| Brief |
Reproduce exactly the lines from the one containing "Query: earring" through the last line of the data, both ends included.

╭─ Provided data

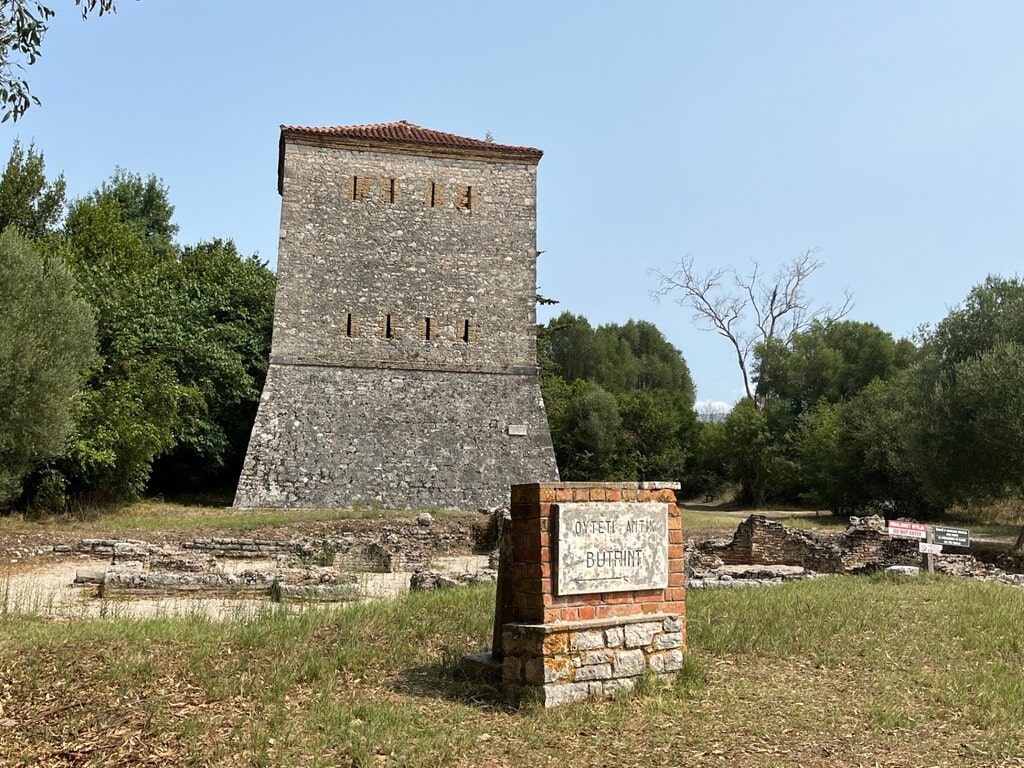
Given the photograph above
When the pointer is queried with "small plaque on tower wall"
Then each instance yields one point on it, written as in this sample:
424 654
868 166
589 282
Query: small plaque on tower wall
611 547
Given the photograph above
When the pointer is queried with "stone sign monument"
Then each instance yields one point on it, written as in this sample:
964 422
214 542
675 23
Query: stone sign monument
403 360
591 589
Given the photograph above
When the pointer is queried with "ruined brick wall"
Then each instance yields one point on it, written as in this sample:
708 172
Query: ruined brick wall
577 646
759 541
402 367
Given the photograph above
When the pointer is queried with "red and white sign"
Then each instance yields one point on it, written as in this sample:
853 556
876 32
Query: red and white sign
904 529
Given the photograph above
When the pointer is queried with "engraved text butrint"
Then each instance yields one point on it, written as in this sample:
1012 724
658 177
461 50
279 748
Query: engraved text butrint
611 547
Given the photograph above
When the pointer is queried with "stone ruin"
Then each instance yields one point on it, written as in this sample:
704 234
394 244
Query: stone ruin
327 568
764 551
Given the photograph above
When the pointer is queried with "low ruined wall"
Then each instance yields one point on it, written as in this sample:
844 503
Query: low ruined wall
864 546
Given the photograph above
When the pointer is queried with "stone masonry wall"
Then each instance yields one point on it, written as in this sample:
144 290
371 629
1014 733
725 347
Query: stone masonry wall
403 365
566 663
346 264
337 436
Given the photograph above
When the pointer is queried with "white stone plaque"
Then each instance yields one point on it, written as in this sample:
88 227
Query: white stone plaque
611 547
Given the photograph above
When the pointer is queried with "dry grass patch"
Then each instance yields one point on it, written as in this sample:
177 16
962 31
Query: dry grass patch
837 672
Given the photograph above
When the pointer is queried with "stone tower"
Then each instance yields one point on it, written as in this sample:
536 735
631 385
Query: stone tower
403 361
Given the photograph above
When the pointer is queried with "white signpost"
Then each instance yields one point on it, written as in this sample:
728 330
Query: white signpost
931 540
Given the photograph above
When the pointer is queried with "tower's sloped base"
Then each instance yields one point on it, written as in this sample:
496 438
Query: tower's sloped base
330 436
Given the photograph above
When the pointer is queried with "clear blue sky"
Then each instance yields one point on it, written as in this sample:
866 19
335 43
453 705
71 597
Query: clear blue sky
887 134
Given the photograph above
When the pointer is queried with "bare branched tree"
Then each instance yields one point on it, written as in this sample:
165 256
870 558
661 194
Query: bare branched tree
749 308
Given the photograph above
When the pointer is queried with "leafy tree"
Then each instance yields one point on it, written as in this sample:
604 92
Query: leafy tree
23 26
968 413
875 466
183 334
28 201
229 317
620 400
756 460
829 361
46 344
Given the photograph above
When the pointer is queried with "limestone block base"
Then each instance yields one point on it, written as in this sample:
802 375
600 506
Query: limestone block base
567 662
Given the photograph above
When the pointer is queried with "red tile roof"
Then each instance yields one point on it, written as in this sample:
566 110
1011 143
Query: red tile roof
411 135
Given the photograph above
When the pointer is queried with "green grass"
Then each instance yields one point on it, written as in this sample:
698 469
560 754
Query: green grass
833 672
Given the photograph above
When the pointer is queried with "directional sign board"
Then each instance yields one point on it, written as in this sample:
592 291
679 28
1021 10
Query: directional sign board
904 529
952 537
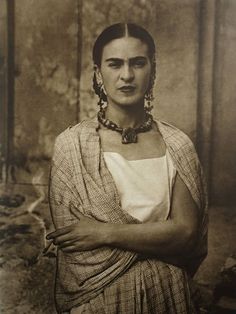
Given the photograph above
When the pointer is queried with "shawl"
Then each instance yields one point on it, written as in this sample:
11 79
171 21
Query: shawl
81 182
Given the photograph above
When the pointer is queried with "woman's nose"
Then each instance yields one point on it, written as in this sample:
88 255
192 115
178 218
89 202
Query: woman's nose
127 73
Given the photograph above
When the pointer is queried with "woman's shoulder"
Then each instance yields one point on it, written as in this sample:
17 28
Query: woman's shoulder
85 126
174 135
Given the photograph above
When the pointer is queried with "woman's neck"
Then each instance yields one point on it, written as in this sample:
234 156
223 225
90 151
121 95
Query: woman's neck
126 116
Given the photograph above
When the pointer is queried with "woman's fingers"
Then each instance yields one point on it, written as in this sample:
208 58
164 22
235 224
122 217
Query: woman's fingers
66 243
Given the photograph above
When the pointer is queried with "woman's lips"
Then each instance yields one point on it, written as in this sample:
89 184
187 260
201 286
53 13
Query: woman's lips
127 89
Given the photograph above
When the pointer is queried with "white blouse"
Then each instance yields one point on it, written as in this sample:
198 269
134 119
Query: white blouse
144 185
145 188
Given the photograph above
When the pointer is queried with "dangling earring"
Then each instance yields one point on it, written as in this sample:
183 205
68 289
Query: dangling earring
100 91
148 98
102 97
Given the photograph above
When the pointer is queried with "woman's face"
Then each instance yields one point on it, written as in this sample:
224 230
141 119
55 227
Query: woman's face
125 71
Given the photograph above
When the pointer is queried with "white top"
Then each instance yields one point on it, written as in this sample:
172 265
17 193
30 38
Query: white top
144 185
145 188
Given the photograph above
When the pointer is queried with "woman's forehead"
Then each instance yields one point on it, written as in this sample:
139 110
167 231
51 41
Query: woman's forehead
125 48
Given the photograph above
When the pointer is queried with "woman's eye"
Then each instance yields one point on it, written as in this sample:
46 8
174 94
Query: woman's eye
114 65
139 64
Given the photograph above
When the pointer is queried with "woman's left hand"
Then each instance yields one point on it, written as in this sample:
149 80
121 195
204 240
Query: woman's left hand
87 234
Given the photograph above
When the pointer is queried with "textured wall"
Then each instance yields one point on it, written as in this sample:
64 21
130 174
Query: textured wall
46 85
174 26
224 126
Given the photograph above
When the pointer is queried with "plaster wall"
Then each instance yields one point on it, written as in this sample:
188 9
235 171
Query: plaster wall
46 78
174 26
224 115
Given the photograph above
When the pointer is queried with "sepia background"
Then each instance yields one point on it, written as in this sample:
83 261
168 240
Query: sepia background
46 85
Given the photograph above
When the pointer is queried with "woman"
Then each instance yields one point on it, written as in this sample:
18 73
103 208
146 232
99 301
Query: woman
126 194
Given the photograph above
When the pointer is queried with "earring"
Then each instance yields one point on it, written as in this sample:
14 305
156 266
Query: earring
100 91
102 96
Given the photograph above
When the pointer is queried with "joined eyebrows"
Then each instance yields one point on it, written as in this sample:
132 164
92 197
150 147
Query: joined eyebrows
134 59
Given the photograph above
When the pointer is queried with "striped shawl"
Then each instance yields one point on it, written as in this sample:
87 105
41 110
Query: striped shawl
81 182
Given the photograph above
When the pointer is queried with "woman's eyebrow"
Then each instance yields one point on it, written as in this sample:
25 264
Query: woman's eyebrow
137 58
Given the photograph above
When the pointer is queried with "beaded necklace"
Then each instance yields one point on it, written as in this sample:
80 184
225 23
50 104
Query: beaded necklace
129 135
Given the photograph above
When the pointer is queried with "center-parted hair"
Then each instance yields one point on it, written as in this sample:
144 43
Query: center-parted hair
117 31
120 30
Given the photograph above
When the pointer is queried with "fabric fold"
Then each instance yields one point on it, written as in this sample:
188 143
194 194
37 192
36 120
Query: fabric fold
80 181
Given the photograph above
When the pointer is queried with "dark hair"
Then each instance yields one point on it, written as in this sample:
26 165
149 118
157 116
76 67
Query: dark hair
120 30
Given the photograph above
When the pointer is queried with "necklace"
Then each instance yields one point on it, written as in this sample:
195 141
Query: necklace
129 135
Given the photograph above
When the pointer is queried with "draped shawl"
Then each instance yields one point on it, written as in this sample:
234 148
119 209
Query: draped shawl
81 182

╰─

| Answer to the exercise |
Query: earring
100 91
102 96
Given the photograph above
When the pointer is queried with "joined eyebrows"
Then each instance yields one point on it, written as in this sample:
132 164
92 197
150 147
Query: joined eyebrows
134 59
Given the photograph above
When the pointer is queried with "striped shawl"
Then each instance yields one point on it, written as in this sample:
87 105
41 110
Query: striped shawl
81 182
Given the photograph above
When the pointer is queried with "woman's eyebrow"
Then each instance yields one point on it, written as in this sample:
25 264
Query: woman's eyebrow
137 58
Given the photograph above
When the pointer is queried with "beaded necklace"
Then each instance yields one point on it, written as in this sample:
80 184
225 23
50 104
Query: beaded necklace
129 135
Given the photograph above
When the pointer is queried with "center-parted hair"
Then each instance yields one point on it, written as in this sample:
144 43
Query: center-parted hair
117 31
120 30
Given the photograph above
When the pointer is queried with "fabric fold"
Then each instance yields one point on it, written as in this sample:
188 143
194 194
37 192
36 120
Query: fabric fold
80 181
Given the photograph above
When the pointer is queried with "dark hair"
Then each instance yields one point on it, written as in this sample:
26 165
149 118
157 116
76 67
Query: dark hair
120 30
Given the photograph above
When the pointer is queried with "necklace"
Then each instance yields one point on it, written as in this sample:
195 141
Query: necklace
129 135
Given the photograph above
When the pointer is queried with "draped shawl"
Then each instance yields one point on it, written as in this sample:
234 148
119 209
Query: draped shawl
81 182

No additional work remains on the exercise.